Trechos de dados de regiões rotuladas:
_ _ _ _ _ _ _

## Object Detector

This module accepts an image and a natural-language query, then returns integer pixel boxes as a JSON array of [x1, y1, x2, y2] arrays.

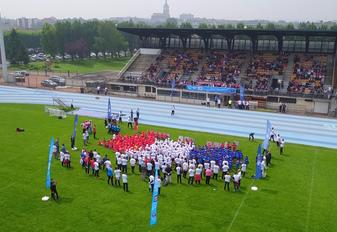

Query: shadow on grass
[[55, 196, 74, 204], [261, 188, 278, 195]]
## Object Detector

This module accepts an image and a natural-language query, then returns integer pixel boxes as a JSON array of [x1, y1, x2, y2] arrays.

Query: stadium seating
[[288, 54, 328, 94], [124, 49, 329, 94]]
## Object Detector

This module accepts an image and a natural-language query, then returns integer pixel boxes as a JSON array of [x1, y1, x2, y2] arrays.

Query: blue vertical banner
[[255, 144, 263, 180], [150, 168, 159, 226], [263, 120, 272, 150], [72, 114, 78, 140], [46, 137, 54, 189], [107, 98, 112, 120], [240, 85, 245, 101]]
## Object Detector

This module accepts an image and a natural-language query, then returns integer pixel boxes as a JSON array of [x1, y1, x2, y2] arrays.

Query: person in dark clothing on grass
[[50, 179, 59, 201]]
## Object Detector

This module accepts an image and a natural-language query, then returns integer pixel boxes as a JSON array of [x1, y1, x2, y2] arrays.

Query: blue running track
[[0, 86, 337, 148]]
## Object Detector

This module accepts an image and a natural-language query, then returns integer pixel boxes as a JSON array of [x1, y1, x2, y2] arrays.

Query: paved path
[[0, 86, 337, 148]]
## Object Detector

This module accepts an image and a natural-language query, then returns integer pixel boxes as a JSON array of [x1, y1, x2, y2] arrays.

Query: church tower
[[163, 0, 170, 18]]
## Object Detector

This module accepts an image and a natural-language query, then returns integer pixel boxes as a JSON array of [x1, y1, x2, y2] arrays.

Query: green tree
[[286, 23, 295, 30], [198, 23, 208, 29], [180, 22, 193, 29], [256, 23, 264, 30], [41, 24, 57, 57], [164, 18, 178, 29], [266, 23, 276, 30], [6, 29, 29, 64], [236, 23, 245, 30]]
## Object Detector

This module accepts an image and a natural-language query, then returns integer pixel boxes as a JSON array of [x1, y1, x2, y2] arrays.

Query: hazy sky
[[0, 0, 337, 21]]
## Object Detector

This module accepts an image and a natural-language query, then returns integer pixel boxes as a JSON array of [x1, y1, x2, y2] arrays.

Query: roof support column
[[226, 36, 234, 52], [305, 36, 309, 53], [180, 37, 187, 49], [250, 36, 258, 54], [277, 35, 283, 53]]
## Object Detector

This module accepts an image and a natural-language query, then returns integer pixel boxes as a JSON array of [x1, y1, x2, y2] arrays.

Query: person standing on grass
[[118, 111, 123, 124], [222, 161, 229, 179], [165, 165, 172, 184], [141, 162, 147, 181], [241, 163, 247, 177], [122, 173, 129, 192], [233, 174, 240, 192], [94, 159, 99, 177], [130, 157, 136, 173], [115, 168, 121, 186], [84, 130, 89, 143], [128, 116, 132, 129], [171, 105, 176, 116], [83, 132, 87, 146], [92, 124, 97, 139], [84, 155, 90, 174], [176, 165, 181, 183], [62, 152, 71, 168], [53, 144, 58, 159], [146, 161, 153, 176], [50, 179, 59, 201], [130, 109, 133, 119], [157, 176, 161, 195], [188, 168, 195, 185], [122, 155, 128, 173], [280, 139, 285, 155], [136, 108, 139, 119], [266, 151, 271, 167], [106, 166, 114, 186], [223, 172, 231, 191], [195, 166, 202, 184], [213, 164, 220, 180], [116, 156, 122, 170], [249, 132, 255, 141], [206, 168, 213, 185], [204, 160, 210, 176], [183, 160, 188, 179], [102, 155, 111, 170], [149, 175, 154, 193]]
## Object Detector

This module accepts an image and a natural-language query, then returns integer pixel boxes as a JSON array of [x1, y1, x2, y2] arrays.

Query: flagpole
[[0, 14, 10, 82]]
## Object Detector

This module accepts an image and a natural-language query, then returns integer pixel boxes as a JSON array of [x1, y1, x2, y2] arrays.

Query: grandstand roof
[[118, 27, 337, 54], [118, 27, 337, 38]]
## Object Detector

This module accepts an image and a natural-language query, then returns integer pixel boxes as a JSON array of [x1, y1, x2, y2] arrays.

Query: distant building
[[179, 14, 194, 22], [151, 0, 170, 23], [16, 18, 29, 29]]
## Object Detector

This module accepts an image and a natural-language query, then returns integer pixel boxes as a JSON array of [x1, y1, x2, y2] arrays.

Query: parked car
[[49, 76, 66, 86], [41, 80, 57, 88], [14, 70, 29, 77]]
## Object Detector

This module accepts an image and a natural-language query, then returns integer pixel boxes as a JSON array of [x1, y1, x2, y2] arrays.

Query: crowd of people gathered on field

_ _ _ _ _ _ _

Descrição do exercício -
Quais linhas dos itens acima contêm a palavra "roof"? Selecione e copie cada uma delas, diferenciando maiúsculas de minúsculas.

Resposta do exercício -
Query: roof support column
Query: grandstand roof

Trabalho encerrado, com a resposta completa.